Exercise text:
Segment Open
Louis is a painter and a gray-haired older man, who lives with his wife Michelle, and often paints her portrait. At dinner with his wife, he has a strange difficulty picking up the pepper shaker and giving it to her. He makes a comment about Michelle's mother which seems to indicate that he does not know that his mother-in-law has been dead for 20 years.

He is soon diagnosed with dementia. Soon he is sometimes failing to recognize his wife. As Louis's memory and cognitive abilities deteriorate, he perceives his world in an increasingly strange and distorted way.

Animator Bruno Collet was inspired by the painting of William Utermohlen, who continued to paint for several years after he was diagnosed with Alzheimer's Disease.


Tropes:

  • Art Imitates Art: The night sky around Louis and Michelle's house suddenly changes from a plain design into something that strongly resembles Vincent Van Gogh's Starry Night. This symbolizes how Louis's deteriorating ability to perceive his world manifests as a sort of expressionism.
  • Black Comedy: A scene both mordantly funny and sad. Louis, in despair, picks up a gun that's lying on the counter in his bathroom. He puts it to his temple and pulls the trigger—and the "gun" turns out to be a hair dryer.
  • Call-Back: At the end. Louis's deterioration is first signaled when he makes a comment about Michelle's mother having bad taste, forgetting that she has been dead for 20 years. At the end when Louis is so far gone that he thinks it's 1965 and he is meeting Michelle for the first time, he says that it must be difficult living with her mother. Michelle, who is humoring him, says "She has bad taste."
  • "Just Joking" Justification: Michelle has caught Louis confusing his reflection in the mirror for another person. Louis, obviously humiliated, tries to pass it off a joke, saying "You should see your face! You believed me! What a fool!"
  • The Ken Burns Effect: An unconventional use of this trope to start the cartoon, as the camera pans over paintings in extreme close-up, making the brush strokes and paint deposits look like hills and valleys.
  • Mirror Monologue: Michelle hears an agitated conversation coming from the bathroom. She opens the door to find that Louis has mistaken his own reflection for another person, and is apologizing to the mirror.
Segment Closed
Data shown:
Segment Open
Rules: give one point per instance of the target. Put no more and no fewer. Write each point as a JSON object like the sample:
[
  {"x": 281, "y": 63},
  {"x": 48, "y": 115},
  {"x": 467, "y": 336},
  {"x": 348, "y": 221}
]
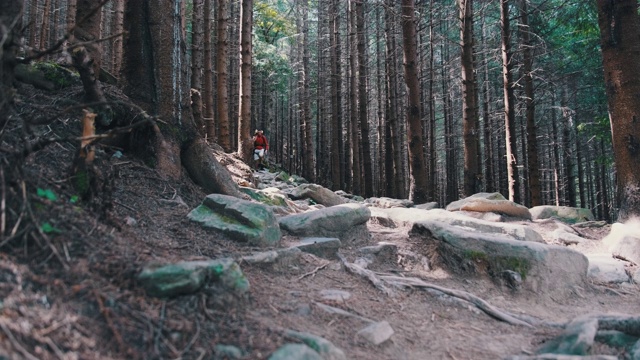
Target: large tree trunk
[
  {"x": 10, "y": 27},
  {"x": 207, "y": 94},
  {"x": 306, "y": 135},
  {"x": 509, "y": 104},
  {"x": 244, "y": 107},
  {"x": 472, "y": 174},
  {"x": 417, "y": 168},
  {"x": 532, "y": 141},
  {"x": 362, "y": 100},
  {"x": 337, "y": 150},
  {"x": 222, "y": 94},
  {"x": 353, "y": 100},
  {"x": 619, "y": 33}
]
Segment Closed
Tasks:
[1] Answer these questions from the text about the painter Louis.
(a) How long has Michelle's mother been dead?
(b) Whose painting inspired animator Bruno Collet?
(c) In the bathroom scene, what does the "gun" turn out to be?
[2] Translate this sentence from the text about the painter Louis into Spanish: "As Louis's memory and cognitive abilities deteriorate, he perceives his world in an increasingly strange and distorted way."
[3] Write out the passage of the text about the painter Louis from "Animator Bruno Collet" up to and including "sort of expressionism.", word for word.

Your written answers:
[1]
(a) 20 years.
(b) William Utermohlen's.
(c) A hair dryer.

[2] A medida que la memoria y las capacidades cognitivas de Louis se deterioran, él percibe su mundo de una manera cada vez más extraña y distorsionada.

[3]
Animator Bruno Collet was inspired by the painting of William Utermohlen, who continued to paint for several years after he was diagnosed with Alzheimer's Disease.


Tropes:

  • Art Imitates Art: The night sky around Louis and Michelle's house suddenly changes from a plain design into something that strongly resembles Vincent Van Gogh's Starry Night. This symbolizes how Louis's deteriorating ability to perceive his world manifests as a sort of expressionism.